* [Tugas yang Dikerjakan]
A: Kutiplah dari teks tentang Kompasiana bagian yang dimulai dengan kata-kata yang memuat "Berbicara tentang eksistensi" dan berakhir dengan "konten di Kompasiana.".
B: Menurut teks tentang Kompasiana, berapa jumlah keseluruhan Kompasianer?

* [Teks yang Diberikan]
○ ○ ○ ○

Menjelang ulang tahun Kompasiana ke-7, 22 Oktober nanti, Kompasiana telah berkembang sebagai media warga terbaik di Tanah Air. Semua ini berkat kegigihan Kang Pepih Nugraha dalam menghidupkan blog sosial, dari sekedar blog jurnalis, sampai dibuka untuk warga sampai saat ini.
Berbicara tentang eksistensi Kompasiana sebagai media warga, tentunya tidak terlepas dari kontribusi Kompasianer yang telah berjasa mengembangkan, juga memajukan Kompasiana sebagai media warga paling berkualitas. Dan eksistensi Kompasiana sebagai media warga berkualitas pastinya tidak terlepas dari eksistensi Kompasianer berkualitas pula. Namun, seiring waktu, dari keseluruhan Kompasianer yang berjumlah 300 ribu orang, dalam perkembangannya sejak didirikan tahun 2008 hingga sekarang, para Kompasianer ‘terlahir’ di Kompasiana, kemudian pada akhirnya pergi, dan para Kompasianer baru datang lagi, mengisi konten di Kompasiana.

○ ○ ○ ○

* [Item yang Ditampilkan]
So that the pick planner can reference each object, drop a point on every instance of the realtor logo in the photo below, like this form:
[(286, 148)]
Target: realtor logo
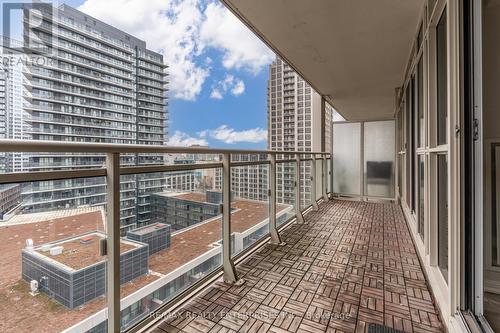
[(21, 17)]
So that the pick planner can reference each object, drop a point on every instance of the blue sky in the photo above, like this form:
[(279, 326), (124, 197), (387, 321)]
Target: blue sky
[(218, 68)]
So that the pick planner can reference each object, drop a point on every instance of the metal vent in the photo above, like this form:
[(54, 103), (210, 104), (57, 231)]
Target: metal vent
[(377, 328)]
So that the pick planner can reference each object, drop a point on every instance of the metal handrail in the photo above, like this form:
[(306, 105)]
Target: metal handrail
[(83, 147)]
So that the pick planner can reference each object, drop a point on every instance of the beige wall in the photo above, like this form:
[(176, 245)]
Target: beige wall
[(491, 76)]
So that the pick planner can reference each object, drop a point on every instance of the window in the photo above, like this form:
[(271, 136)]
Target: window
[(442, 190), (442, 84), (420, 106), (421, 194)]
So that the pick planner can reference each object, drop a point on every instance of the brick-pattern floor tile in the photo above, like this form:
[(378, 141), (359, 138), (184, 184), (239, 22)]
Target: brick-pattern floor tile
[(351, 265)]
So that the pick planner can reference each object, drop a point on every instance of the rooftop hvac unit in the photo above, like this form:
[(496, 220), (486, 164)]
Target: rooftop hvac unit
[(29, 244), (34, 287), (56, 250)]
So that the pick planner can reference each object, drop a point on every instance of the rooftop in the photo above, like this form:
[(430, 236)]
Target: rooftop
[(186, 245), (83, 250)]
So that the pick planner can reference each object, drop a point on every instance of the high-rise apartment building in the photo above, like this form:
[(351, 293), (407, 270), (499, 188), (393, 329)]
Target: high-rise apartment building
[(247, 182), (95, 84), (294, 124)]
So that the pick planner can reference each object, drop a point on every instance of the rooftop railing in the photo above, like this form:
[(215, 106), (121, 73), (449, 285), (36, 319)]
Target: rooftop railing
[(320, 179)]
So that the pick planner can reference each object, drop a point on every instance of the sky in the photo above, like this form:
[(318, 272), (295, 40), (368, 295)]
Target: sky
[(218, 69)]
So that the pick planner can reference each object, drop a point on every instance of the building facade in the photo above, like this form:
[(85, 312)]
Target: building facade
[(294, 124), (96, 84), (247, 182)]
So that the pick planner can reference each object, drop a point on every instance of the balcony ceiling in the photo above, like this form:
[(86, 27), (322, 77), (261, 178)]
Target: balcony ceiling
[(353, 52)]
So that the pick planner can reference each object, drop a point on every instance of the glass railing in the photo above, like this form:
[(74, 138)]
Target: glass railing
[(172, 227)]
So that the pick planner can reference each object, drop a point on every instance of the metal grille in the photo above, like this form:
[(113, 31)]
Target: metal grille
[(377, 328)]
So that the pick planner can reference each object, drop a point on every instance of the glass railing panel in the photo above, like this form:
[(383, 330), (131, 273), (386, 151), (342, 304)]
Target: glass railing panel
[(285, 192), (329, 175), (319, 178), (347, 158), (249, 205), (379, 158), (306, 195)]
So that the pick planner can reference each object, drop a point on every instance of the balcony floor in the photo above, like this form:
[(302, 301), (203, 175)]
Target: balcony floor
[(352, 264)]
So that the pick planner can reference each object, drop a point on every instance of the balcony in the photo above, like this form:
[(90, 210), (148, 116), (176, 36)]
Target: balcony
[(322, 265), (350, 265)]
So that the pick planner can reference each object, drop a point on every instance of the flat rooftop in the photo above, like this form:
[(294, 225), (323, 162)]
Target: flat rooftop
[(24, 313), (189, 243), (148, 229), (83, 250)]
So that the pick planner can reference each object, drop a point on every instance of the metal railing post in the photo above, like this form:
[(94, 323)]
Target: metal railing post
[(273, 231), (113, 240), (313, 183), (298, 211), (325, 180), (230, 275), (331, 177)]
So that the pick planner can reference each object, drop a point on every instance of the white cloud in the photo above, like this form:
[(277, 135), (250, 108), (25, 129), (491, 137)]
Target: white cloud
[(216, 94), (168, 26), (238, 88), (181, 139), (181, 30), (234, 85), (229, 135), (241, 48)]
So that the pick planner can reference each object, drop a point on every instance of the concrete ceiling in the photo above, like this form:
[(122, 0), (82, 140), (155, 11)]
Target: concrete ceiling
[(353, 52)]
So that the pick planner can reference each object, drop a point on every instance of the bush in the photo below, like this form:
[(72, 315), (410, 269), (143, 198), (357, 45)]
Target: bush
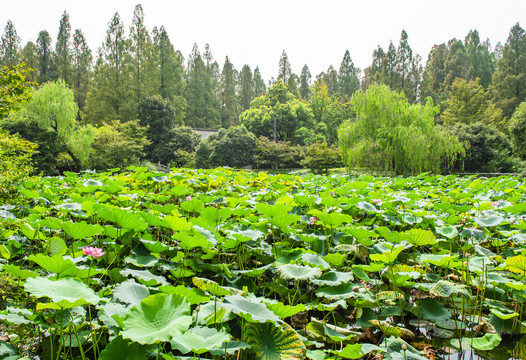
[(319, 158), (517, 130), (487, 150), (233, 147)]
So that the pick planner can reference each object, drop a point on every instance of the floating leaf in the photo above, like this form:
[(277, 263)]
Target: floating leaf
[(158, 317), (270, 342)]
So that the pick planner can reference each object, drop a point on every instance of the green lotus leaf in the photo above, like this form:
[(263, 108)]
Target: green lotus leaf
[(490, 221), (63, 289), (433, 310), (130, 292), (392, 330), (298, 272), (119, 349), (357, 351), (249, 310), (516, 264), (199, 340), (55, 264), (448, 231), (284, 311), (145, 277), (419, 237), (270, 342), (157, 318), (333, 278), (446, 288)]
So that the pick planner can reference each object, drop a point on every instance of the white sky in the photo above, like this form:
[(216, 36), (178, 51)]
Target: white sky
[(315, 33)]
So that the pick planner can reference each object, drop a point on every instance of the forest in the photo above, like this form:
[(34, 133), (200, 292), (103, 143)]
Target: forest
[(136, 100)]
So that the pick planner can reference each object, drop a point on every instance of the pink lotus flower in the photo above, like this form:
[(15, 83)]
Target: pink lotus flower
[(93, 251)]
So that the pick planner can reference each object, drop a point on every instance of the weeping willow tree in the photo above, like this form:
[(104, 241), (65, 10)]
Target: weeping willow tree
[(393, 136)]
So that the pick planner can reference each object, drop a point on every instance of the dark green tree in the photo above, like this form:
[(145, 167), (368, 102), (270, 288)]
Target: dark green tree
[(227, 94), (246, 88), (348, 77), (284, 69), (259, 84), (81, 70), (305, 83), (10, 46), (480, 61), (45, 56), (63, 50), (509, 80)]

○ ○ ○ ○

* [Jawaban Tiap Tugas]
A:
Berbicara tentang eksistensi Kompasiana sebagai media warga, tentunya tidak terlepas dari kontribusi Kompasianer yang telah berjasa mengembangkan, juga memajukan Kompasiana sebagai media warga paling berkualitas. Dan eksistensi Kompasiana sebagai media warga berkualitas pastinya tidak terlepas dari eksistensi Kompasianer berkualitas pula. Namun, seiring waktu, dari keseluruhan Kompasianer yang berjumlah 300 ribu orang, dalam perkembangannya sejak didirikan tahun 2008 hingga sekarang, para Kompasianer ‘terlahir’ di Kompasiana, kemudian pada akhirnya pergi, dan para Kompasianer baru datang lagi, mengisi konten di Kompasiana.

B: 300 ribu orang.